**Prompt:**
Please output every entry below exactly as written, leaving out any pictures.

Supplied records section start

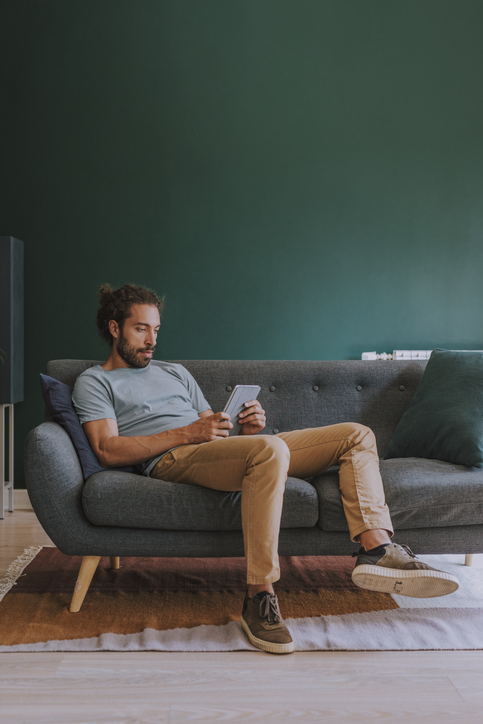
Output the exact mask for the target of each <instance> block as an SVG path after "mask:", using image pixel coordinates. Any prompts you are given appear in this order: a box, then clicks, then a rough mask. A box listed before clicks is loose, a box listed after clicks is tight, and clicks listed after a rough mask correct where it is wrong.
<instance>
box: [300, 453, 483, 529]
mask: <svg viewBox="0 0 483 724" xmlns="http://www.w3.org/2000/svg"><path fill="white" fill-rule="evenodd" d="M380 469H381V476H382V480H383V483H384V490H385V494H386V502H387V504H388V506H389V510H390V512H391V517H392V522H393V525H394V528H395V529H396V530H397V529H399V530H404V529H406V530H408V529H413V528H438V527H445V526H458V525H481V521H482V520H483V471H482V470H479V469H478V470H477V469H475V468H467V467H465V466H463V465H454V464H453V463H447V462H442V461H440V460H426V459H422V458H394V459H391V460H381V462H380ZM311 483H312V485H313V486H314V487H315V489H316V490H317V494H318V496H319V504H320V515H319V521H318V526H319V528H320V529H321V530H324V531H344V530H348V526H347V522H346V519H345V516H344V511H343V508H342V499H341V495H340V490H339V475H338V473H337V472H333V471H329V472H327V473H324V474H323V475H319V476H318V477H316V478H312V480H311Z"/></svg>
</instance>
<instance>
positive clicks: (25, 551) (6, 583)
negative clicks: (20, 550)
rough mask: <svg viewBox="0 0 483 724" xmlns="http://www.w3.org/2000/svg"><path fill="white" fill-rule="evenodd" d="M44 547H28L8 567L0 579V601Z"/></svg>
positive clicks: (5, 594) (15, 583) (12, 586)
mask: <svg viewBox="0 0 483 724" xmlns="http://www.w3.org/2000/svg"><path fill="white" fill-rule="evenodd" d="M46 547H47V546H30V548H25V550H24V552H23V553H22V554H21V555H19V556H18V558H16V559H15V560H14V561H13V563H11V564H10V565H9V567H8V569H7V572H6V574H5V576H4V578H0V601H1V600H2V599H3V597H4V596H5V595H6V594H7V593H8V592H9V591H10V589H11V588H12V587H13V586H15V585H16V584H17V581H18V579H19V578H20V576H21V575H22V573H23V572H24V570H25V568H27V566H28V564H29V563H31V561H33V559H34V558H35V556H36V555H37V553H38V552H39V551H41V550H42V548H46Z"/></svg>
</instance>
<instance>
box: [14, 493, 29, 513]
mask: <svg viewBox="0 0 483 724" xmlns="http://www.w3.org/2000/svg"><path fill="white" fill-rule="evenodd" d="M13 505H14V508H15V510H32V503H31V502H30V498H29V494H28V492H27V491H26V490H22V489H18V490H14V491H13Z"/></svg>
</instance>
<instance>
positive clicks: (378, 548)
mask: <svg viewBox="0 0 483 724" xmlns="http://www.w3.org/2000/svg"><path fill="white" fill-rule="evenodd" d="M354 555H357V554H354ZM352 580H353V581H354V583H355V584H356V586H360V588H366V589H368V590H369V591H383V592H384V593H397V594H398V595H400V596H413V597H414V598H434V597H436V596H446V595H447V594H448V593H453V591H456V589H457V588H458V587H459V583H458V579H457V578H456V577H455V576H452V575H451V574H450V573H445V572H444V571H438V569H437V568H431V566H428V565H427V563H423V562H422V561H419V560H418V559H417V558H416V556H415V555H414V553H413V552H412V550H411V549H410V548H408V546H405V545H397V543H390V544H389V545H386V546H379V548H375V549H374V553H373V554H372V555H371V553H370V552H366V551H365V550H364V549H363V548H361V549H360V551H359V554H358V555H357V561H356V566H355V568H354V570H353V571H352Z"/></svg>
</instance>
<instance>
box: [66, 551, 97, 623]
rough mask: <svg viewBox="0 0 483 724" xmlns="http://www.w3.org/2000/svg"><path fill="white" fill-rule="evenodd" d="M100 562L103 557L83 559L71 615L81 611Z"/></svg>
mask: <svg viewBox="0 0 483 724" xmlns="http://www.w3.org/2000/svg"><path fill="white" fill-rule="evenodd" d="M100 560H101V556H84V558H83V559H82V563H81V567H80V571H79V575H78V576H77V581H76V584H75V588H74V595H73V596H72V601H71V602H70V608H69V611H70V612H71V613H77V612H78V611H80V609H81V606H82V604H83V602H84V598H85V597H86V593H87V590H88V588H89V586H90V585H91V581H92V578H93V576H94V573H95V572H96V568H97V565H98V563H99V561H100Z"/></svg>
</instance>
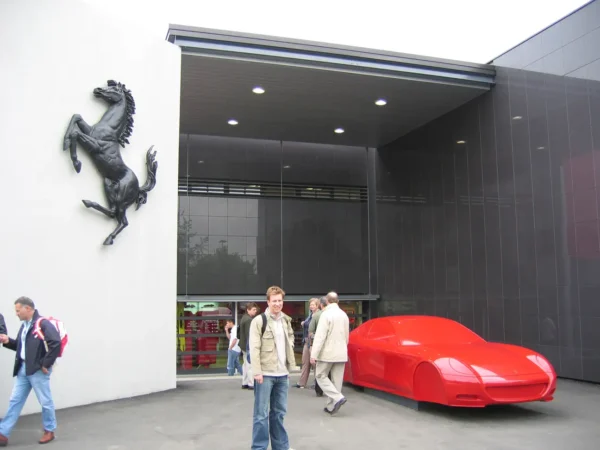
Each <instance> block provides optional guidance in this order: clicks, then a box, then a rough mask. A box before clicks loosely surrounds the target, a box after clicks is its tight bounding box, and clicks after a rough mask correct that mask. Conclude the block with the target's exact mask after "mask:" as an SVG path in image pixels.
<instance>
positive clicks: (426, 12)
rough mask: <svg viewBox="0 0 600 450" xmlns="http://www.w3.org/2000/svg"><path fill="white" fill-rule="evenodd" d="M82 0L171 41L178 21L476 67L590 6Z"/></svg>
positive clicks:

Supplied records section end

**Completed task:**
Output the exact mask for the target of each <instance> block as an SVG path after "mask:", using image pixel coordinates. Any prompts you are given appear in this order: a box, then clicks, then a rough mask. A box listed before clicks is loose, a box listed after clicks is tight, and clicks listed after a rough mask correct where it is wrong.
<instance>
box: [300, 453, 483, 529]
mask: <svg viewBox="0 0 483 724" xmlns="http://www.w3.org/2000/svg"><path fill="white" fill-rule="evenodd" d="M380 469H381V476H382V480H383V483H384V490H385V494H386V502H387V504H388V506H389V510H390V512H391V517H392V522H393V525H394V528H395V529H396V530H397V529H399V530H404V529H406V530H408V529H413V528H438V527H445V526H458V525H481V521H482V520H483V471H482V470H479V469H478V470H477V469H475V468H467V467H465V466H463V465H454V464H453V463H447V462H442V461H440V460H426V459H422V458H394V459H391V460H381V462H380ZM311 483H312V485H313V486H314V487H315V489H316V490H317V494H318V496H319V504H320V515H319V521H318V526H319V528H320V529H321V530H324V531H344V530H348V526H347V522H346V519H345V516H344V511H343V508H342V499H341V495H340V490H339V475H338V473H337V472H333V471H329V472H327V473H324V474H323V475H319V476H318V477H316V478H312V480H311Z"/></svg>
</instance>
<instance>
positive clicks: (25, 551) (6, 583)
negative clicks: (20, 550)
rough mask: <svg viewBox="0 0 483 724" xmlns="http://www.w3.org/2000/svg"><path fill="white" fill-rule="evenodd" d="M44 547H28L8 567L0 579V601Z"/></svg>
positive clicks: (5, 594) (15, 583) (12, 586)
mask: <svg viewBox="0 0 483 724" xmlns="http://www.w3.org/2000/svg"><path fill="white" fill-rule="evenodd" d="M46 547H47V546H30V548H25V550H24V552H23V553H22V554H21V555H19V556H18V558H16V559H15V560H14V561H13V563H11V564H10V565H9V567H8V569H7V572H6V574H5V576H4V578H0V601H1V600H2V599H3V597H4V596H5V595H6V594H7V593H8V592H9V591H10V589H11V588H12V587H13V586H15V585H16V584H17V581H18V579H19V578H20V576H21V575H22V573H23V572H24V570H25V568H27V566H28V564H29V563H31V561H33V559H34V558H35V556H36V555H37V553H38V552H39V551H41V550H42V548H46Z"/></svg>
</instance>
<instance>
box: [14, 493, 29, 513]
mask: <svg viewBox="0 0 483 724" xmlns="http://www.w3.org/2000/svg"><path fill="white" fill-rule="evenodd" d="M13 505H14V508H15V510H32V503H31V502H30V498H29V494H28V492H27V491H26V490H22V489H18V490H14V491H13Z"/></svg>
</instance>
<instance>
positive clicks: (378, 548)
mask: <svg viewBox="0 0 483 724" xmlns="http://www.w3.org/2000/svg"><path fill="white" fill-rule="evenodd" d="M354 555H357V554H354ZM352 580H353V581H354V583H355V584H356V586H360V588H366V589H368V590H369V591H383V592H384V593H397V594H398V595H400V596H413V597H414V598H434V597H436V596H446V595H447V594H448V593H453V591H456V589H457V588H458V587H459V583H458V579H457V578H456V577H455V576H452V575H451V574H450V573H445V572H444V571H438V569H437V568H431V566H428V565H427V563H423V562H422V561H419V560H418V559H417V558H416V556H415V555H414V553H413V552H412V550H411V549H410V548H408V546H405V545H397V543H390V544H389V545H386V546H379V548H375V549H374V553H373V554H372V555H371V553H370V552H366V551H365V550H364V549H363V548H361V549H360V551H359V554H358V555H357V561H356V566H355V568H354V570H353V571H352Z"/></svg>
</instance>
<instance>
box: [66, 551, 97, 623]
rough mask: <svg viewBox="0 0 483 724" xmlns="http://www.w3.org/2000/svg"><path fill="white" fill-rule="evenodd" d="M100 562L103 557L83 559L71 615L81 611Z"/></svg>
mask: <svg viewBox="0 0 483 724" xmlns="http://www.w3.org/2000/svg"><path fill="white" fill-rule="evenodd" d="M100 560H101V556H84V558H83V559H82V563H81V567H80V571H79V575H78V576H77V581H76V584H75V588H74V595H73V596H72V601H71V602H70V608H69V611H70V612H71V613H77V612H78V611H80V609H81V606H82V604H83V602H84V598H85V597H86V593H87V590H88V588H89V586H90V585H91V581H92V578H93V576H94V573H95V572H96V568H97V565H98V563H99V561H100Z"/></svg>
</instance>
Each <instance> block provides optional guidance in this order: clicks, then a box, then a rough mask. A box before clicks loosely surrounds the target, a box after clicks is its tight bounding box, and clicks after a rough mask correct that mask. Conclude the block with the target's exact mask after "mask:" as an SVG path in image pixels.
<instance>
positive clicks: (426, 12)
rough mask: <svg viewBox="0 0 600 450" xmlns="http://www.w3.org/2000/svg"><path fill="white" fill-rule="evenodd" d="M82 0L171 41L178 21L476 67L590 6Z"/></svg>
positive clicks:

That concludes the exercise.